*** Page excerpt
I started the process by making the filling, my homemade raspberry jam as the filling to the bread.  This part actually turned out really well.  Sweet, tangy, and just like you want it :).

While that was on the stove top, I made the crumble topping.

Crumble Topping


  • 1/2 plus 1/8 cup of Oat flour
  • 1/2 plus 1/8 cup of granulated sugar
  • 3 melted tablespoons of butter

I literally just sifted the dry ingredients and then mixed in the melted butter.  Easy peasy and it made a delicious crumble topping.



I let the jam cool in the freezer for about 30 minutes before I worked on the cake/bread mix.

Blueberry “bread”


  • One bix of jiffy blueberry muffin mix (meant to make 4-6 muffins)
  • 2 egg whites
  • teaspoon of vanilla
  • 1/4 cup of 2% milk
  • 2 handfuls of frozen wild blueberries
  • 2 tablespoons of oat flour (added at the end to make dough thicker)

I added the egg whites and milk per instructions on the box to make into a coffee cake.  I added the oat flour, vanilla, and wild blueberries per taste.

I tasted the mix and was happy with where it was starting.

By the time I was confident that the jam had set, and everything would be ready to go, I added everything together.
******
*** Data entries
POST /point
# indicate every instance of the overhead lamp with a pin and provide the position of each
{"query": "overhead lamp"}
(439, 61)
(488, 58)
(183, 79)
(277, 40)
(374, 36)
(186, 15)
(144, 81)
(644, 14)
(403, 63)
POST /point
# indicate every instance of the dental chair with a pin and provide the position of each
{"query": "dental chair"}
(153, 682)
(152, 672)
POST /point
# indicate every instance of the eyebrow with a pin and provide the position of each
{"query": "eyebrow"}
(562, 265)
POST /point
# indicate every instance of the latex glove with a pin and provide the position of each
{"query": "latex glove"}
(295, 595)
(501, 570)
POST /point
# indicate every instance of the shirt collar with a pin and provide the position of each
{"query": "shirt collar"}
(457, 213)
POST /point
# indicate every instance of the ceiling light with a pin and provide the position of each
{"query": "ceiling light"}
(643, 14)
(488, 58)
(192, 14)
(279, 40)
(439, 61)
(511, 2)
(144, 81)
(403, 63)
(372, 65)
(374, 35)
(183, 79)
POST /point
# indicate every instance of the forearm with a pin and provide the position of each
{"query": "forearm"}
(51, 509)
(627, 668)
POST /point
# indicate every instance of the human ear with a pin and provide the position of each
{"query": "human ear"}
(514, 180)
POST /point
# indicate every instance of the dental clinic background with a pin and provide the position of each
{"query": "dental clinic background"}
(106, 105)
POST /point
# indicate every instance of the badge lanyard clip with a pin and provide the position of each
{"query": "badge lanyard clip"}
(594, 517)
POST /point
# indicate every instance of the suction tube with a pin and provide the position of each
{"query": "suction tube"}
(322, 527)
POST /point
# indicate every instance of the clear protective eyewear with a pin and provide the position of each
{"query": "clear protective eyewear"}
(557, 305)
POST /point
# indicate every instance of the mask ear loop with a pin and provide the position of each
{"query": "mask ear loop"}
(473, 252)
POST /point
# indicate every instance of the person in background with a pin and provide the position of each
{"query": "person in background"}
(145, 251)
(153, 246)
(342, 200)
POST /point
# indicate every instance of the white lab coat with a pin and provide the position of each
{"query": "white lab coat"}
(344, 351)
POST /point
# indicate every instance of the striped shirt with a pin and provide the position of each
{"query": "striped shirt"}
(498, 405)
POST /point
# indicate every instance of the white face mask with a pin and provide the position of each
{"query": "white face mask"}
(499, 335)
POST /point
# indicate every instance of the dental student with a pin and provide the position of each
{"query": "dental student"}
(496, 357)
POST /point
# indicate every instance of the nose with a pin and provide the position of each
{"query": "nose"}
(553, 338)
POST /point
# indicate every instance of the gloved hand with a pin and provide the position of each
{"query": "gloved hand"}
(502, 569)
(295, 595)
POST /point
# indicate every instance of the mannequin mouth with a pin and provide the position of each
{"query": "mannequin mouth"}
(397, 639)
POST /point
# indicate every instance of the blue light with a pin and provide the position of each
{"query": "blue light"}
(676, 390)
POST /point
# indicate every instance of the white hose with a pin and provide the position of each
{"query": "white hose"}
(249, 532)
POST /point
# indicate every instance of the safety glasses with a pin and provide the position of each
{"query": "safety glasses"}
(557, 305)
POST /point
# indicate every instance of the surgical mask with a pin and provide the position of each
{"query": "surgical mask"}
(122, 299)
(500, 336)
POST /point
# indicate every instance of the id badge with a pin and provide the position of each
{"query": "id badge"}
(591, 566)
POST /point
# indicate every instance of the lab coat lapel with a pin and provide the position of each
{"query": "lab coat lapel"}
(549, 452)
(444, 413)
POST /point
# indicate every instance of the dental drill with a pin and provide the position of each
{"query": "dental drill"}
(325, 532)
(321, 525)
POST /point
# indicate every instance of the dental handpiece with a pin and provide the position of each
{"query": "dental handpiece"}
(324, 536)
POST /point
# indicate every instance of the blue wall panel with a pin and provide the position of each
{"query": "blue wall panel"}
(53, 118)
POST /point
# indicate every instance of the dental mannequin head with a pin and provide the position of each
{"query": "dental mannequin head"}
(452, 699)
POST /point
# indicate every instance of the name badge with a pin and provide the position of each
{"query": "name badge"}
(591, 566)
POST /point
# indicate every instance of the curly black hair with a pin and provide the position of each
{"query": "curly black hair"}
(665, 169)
******
*** Data entries
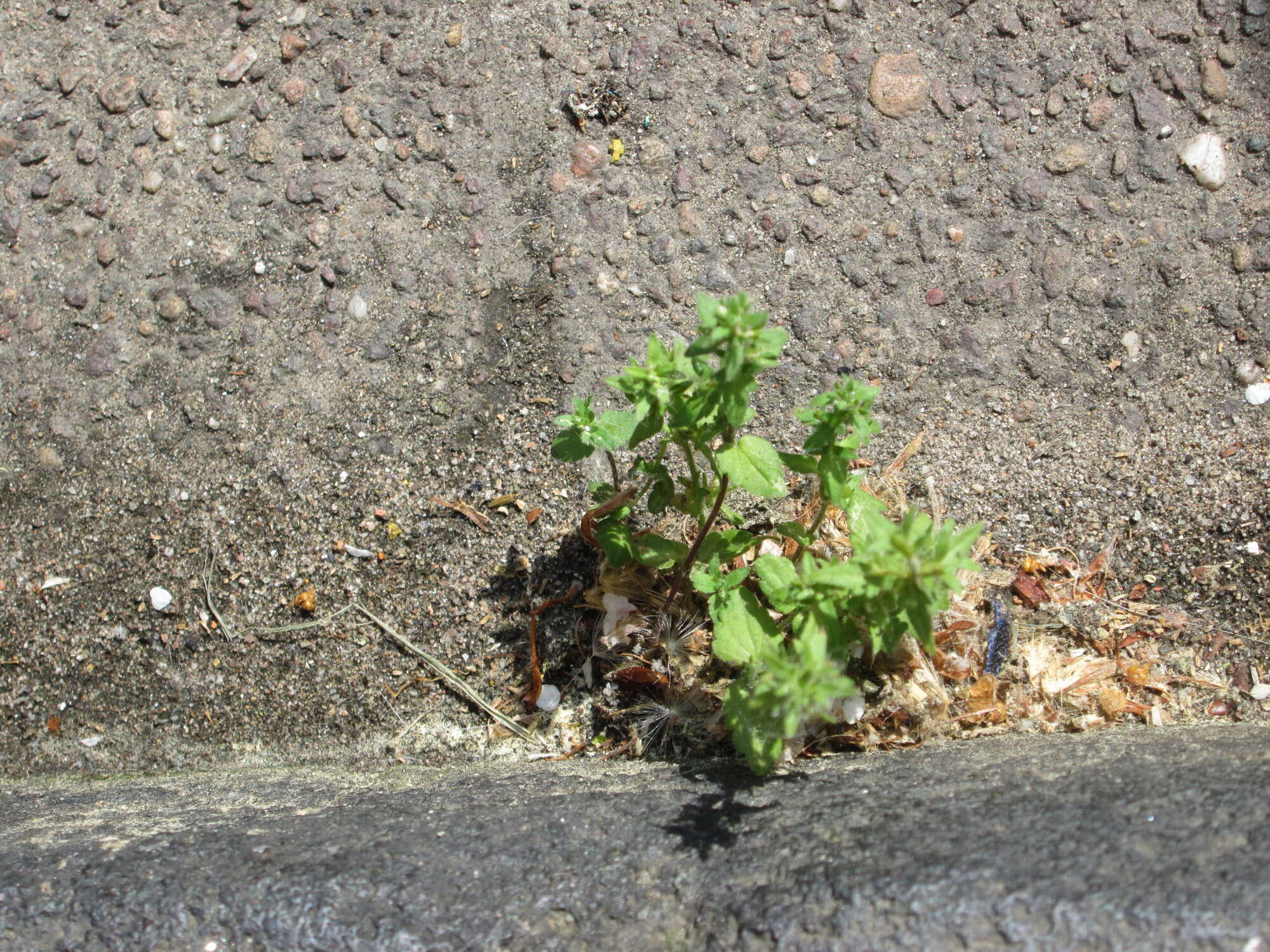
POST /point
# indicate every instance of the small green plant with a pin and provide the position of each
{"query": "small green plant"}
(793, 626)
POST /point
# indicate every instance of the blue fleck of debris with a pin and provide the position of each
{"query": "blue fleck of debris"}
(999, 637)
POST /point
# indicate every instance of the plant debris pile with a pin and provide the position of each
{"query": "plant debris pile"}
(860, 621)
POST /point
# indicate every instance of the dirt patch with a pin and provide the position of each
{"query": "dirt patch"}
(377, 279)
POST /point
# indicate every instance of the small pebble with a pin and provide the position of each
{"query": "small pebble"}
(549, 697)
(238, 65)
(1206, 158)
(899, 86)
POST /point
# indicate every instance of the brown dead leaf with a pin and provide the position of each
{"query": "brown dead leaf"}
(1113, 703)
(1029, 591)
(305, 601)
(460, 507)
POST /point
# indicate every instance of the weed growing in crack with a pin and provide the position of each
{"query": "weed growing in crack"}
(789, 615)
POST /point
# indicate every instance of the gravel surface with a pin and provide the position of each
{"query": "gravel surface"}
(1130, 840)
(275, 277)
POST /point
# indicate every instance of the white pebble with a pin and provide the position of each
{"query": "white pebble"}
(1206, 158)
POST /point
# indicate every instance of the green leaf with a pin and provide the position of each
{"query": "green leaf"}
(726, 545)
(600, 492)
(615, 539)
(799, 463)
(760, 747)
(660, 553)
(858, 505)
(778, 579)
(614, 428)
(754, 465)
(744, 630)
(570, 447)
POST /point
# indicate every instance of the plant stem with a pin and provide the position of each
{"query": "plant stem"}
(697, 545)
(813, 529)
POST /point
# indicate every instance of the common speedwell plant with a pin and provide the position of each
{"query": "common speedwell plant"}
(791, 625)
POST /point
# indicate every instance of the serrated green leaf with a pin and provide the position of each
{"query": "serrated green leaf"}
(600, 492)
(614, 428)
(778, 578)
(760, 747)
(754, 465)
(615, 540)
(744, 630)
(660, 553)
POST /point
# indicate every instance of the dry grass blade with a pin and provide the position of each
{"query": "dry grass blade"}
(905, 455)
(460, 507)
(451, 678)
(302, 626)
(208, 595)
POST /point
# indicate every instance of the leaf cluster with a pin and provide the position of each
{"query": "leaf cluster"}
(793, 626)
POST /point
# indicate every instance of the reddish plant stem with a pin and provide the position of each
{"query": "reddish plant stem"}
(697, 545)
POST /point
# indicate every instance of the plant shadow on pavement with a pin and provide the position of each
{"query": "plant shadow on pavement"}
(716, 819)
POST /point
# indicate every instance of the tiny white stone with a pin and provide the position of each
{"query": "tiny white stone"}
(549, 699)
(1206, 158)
******
▸ **Directives**
• A. In the blueberry bread post, how long did the jam cool in the freezer before work on the cake/bread mix began?
• B. Please carry on with the blueberry bread post from the point where it stops.

▸ **Results**
• A. About 30 minutes.

• B.
First:  pour the blueberry bread into a greased bread pan

Second: spead the raspberry jam on top

Third:  put the crumble on top of the jam layer


The box had guessed that it would take about 20 -25 minutes to bake.

For the first 20 minutes, I baked it with foil on, to keep from burning the crumble.

We pulled off the foil thinking it would be another 15 minutes.

15 minutes later, nowhere near set.

30 minutes later, nowhere closer.

an HOUR later, still far from set.  So we uped the temp to 375 degrees, put the foil back on, and let it cook another 20 minutes.

STILL unset.

We were PERPLEXED.  I know we took a lot of liberties with this “recipe” . . . but I had never seen anything like this happen before when I’ve made bread or any baked goods.

About 2 hours after we started, the bread was still wet on top, but a toothpick came out clean.  So, I made an executive decision to pull it out, even though the top appeared a bit “goopy” (for lack of better word.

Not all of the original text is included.